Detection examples
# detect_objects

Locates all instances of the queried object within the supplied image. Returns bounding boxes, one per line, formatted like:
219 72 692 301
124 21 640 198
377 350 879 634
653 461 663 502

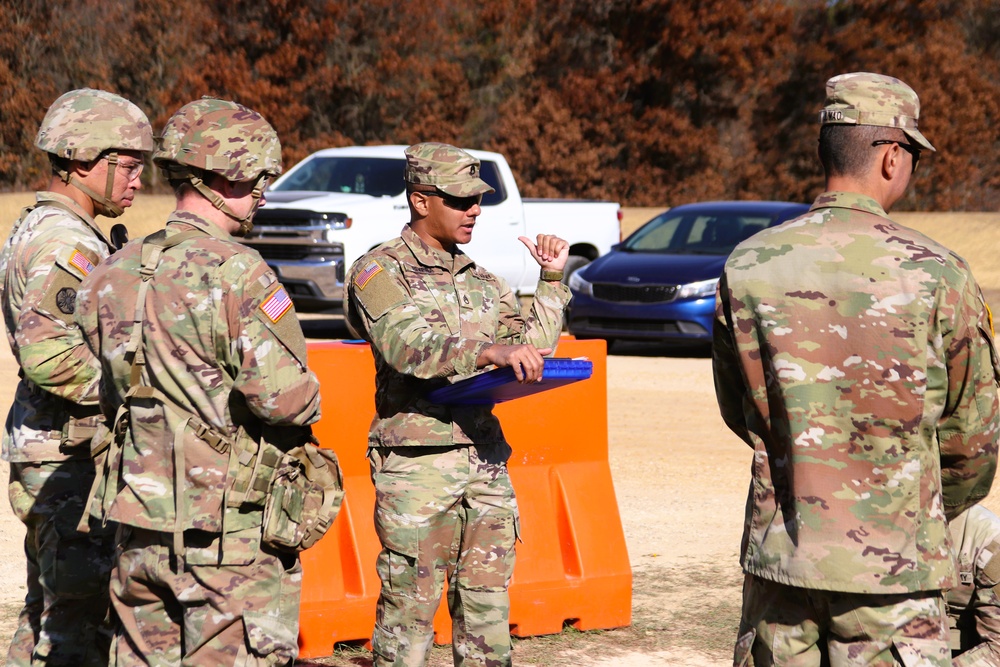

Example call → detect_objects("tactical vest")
3 199 115 455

Prompt | Reproduce every line of the data above word for word, omitting the pictures.

Full solution |
# detect_objects

Locates all instances of the queried object within the supplied image. Returns bounding boxes, one per line, formatted like:
219 72 692 301
124 21 640 198
377 350 879 634
653 461 663 502


Example call → detect_objects("tactical vest")
3 199 115 455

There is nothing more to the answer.